## ABOUT THIS TASK
All lines from the one containing "Mark every instance of the twig" through the end of the material below are to be printed exactly, both ends included, minus pictures.
=== Begin Enclosure ===
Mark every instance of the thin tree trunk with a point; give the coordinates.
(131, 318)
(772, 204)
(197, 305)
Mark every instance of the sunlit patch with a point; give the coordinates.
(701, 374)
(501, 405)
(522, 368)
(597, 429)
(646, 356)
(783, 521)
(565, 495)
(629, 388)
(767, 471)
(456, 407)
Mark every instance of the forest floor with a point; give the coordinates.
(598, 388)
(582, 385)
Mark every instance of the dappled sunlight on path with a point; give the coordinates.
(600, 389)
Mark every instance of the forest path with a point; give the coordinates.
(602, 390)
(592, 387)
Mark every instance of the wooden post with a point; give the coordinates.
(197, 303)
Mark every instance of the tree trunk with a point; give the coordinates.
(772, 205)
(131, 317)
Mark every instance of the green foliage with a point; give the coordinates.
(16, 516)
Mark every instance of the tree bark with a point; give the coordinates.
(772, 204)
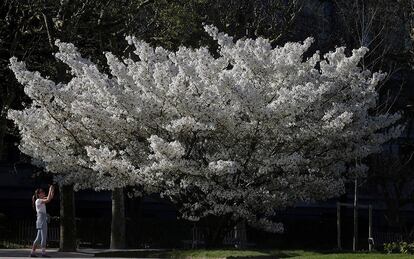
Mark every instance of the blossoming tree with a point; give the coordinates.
(241, 134)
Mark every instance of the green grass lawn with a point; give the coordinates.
(294, 254)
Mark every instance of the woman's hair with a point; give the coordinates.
(36, 196)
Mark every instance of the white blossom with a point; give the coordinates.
(245, 132)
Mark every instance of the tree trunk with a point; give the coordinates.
(67, 241)
(218, 227)
(118, 219)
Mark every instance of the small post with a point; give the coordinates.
(370, 239)
(355, 239)
(338, 224)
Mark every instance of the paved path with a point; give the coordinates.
(19, 253)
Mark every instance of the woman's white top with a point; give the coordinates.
(40, 206)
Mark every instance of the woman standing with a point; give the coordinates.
(39, 204)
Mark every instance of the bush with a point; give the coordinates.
(401, 247)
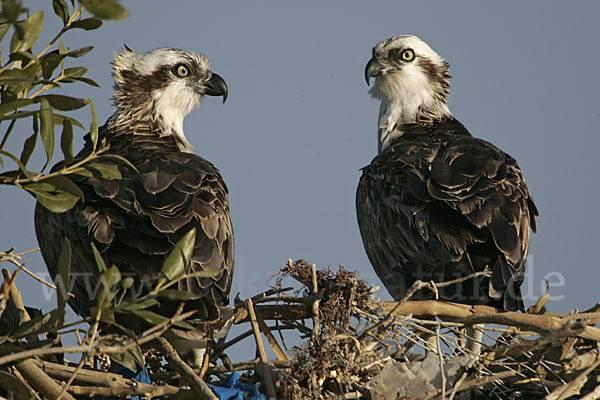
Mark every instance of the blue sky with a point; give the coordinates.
(299, 123)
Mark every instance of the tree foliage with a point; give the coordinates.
(35, 102)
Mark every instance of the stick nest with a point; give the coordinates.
(355, 346)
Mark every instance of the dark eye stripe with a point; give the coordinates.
(181, 70)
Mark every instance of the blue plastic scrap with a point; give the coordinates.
(232, 389)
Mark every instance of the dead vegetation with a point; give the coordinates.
(353, 346)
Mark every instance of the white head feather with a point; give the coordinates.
(162, 98)
(410, 92)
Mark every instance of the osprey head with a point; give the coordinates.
(163, 86)
(411, 80)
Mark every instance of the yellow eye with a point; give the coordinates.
(181, 70)
(408, 55)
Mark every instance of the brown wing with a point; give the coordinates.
(439, 206)
(135, 221)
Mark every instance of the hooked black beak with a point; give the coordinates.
(216, 86)
(372, 69)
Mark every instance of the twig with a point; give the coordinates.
(439, 351)
(593, 395)
(315, 305)
(18, 355)
(573, 387)
(477, 382)
(270, 338)
(262, 368)
(40, 381)
(12, 258)
(186, 371)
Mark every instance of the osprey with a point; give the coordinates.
(437, 204)
(135, 221)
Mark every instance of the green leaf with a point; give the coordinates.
(29, 145)
(80, 52)
(3, 29)
(183, 324)
(31, 29)
(5, 108)
(150, 316)
(89, 81)
(127, 283)
(99, 260)
(22, 168)
(66, 141)
(172, 294)
(60, 119)
(39, 324)
(24, 56)
(19, 115)
(93, 125)
(179, 258)
(207, 273)
(47, 128)
(105, 9)
(56, 203)
(64, 103)
(88, 24)
(75, 72)
(63, 279)
(61, 9)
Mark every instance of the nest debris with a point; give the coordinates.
(356, 346)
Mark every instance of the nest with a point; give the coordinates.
(357, 347)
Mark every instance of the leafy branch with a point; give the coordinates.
(26, 77)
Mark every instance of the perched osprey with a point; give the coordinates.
(436, 203)
(135, 221)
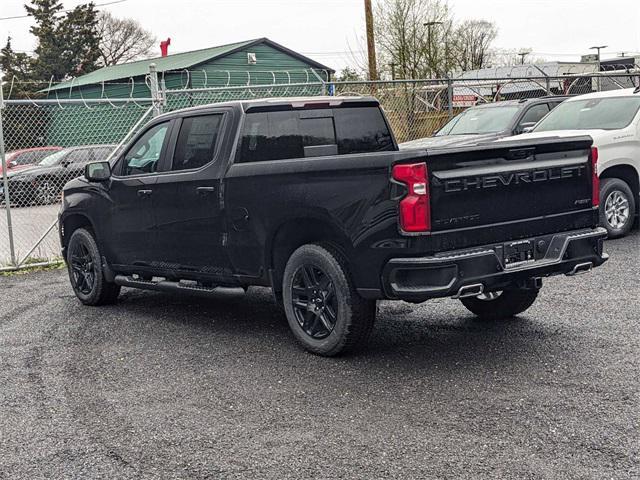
=== End Enclosure ===
## OUTPUT FOR THIS EXERCISE
Mark every instance of the twig with a point; give the coordinates.
(439, 351)
(593, 395)
(315, 305)
(18, 355)
(573, 387)
(477, 382)
(270, 338)
(262, 368)
(40, 381)
(12, 258)
(186, 371)
Mark every instance of the osprey with a point; give the coordinates.
(437, 204)
(135, 221)
Mark every instance of the green leaf with a point; give the coordinates.
(29, 145)
(80, 52)
(3, 29)
(183, 324)
(31, 29)
(5, 108)
(150, 316)
(89, 81)
(127, 283)
(99, 260)
(22, 168)
(66, 141)
(172, 294)
(60, 119)
(39, 324)
(24, 56)
(19, 115)
(93, 125)
(179, 258)
(207, 273)
(47, 128)
(105, 9)
(56, 203)
(64, 103)
(88, 24)
(75, 72)
(63, 279)
(61, 9)
Mark every instance of the nest debris with a point; give the coordinates.
(356, 346)
Mark every instance of the nest with a point; give the coordinates.
(357, 347)
Mark every instance of the leafy branch with a point; give the coordinates.
(26, 77)
Mark every instance of the perched osprey with a point; give the coordinates.
(436, 203)
(135, 221)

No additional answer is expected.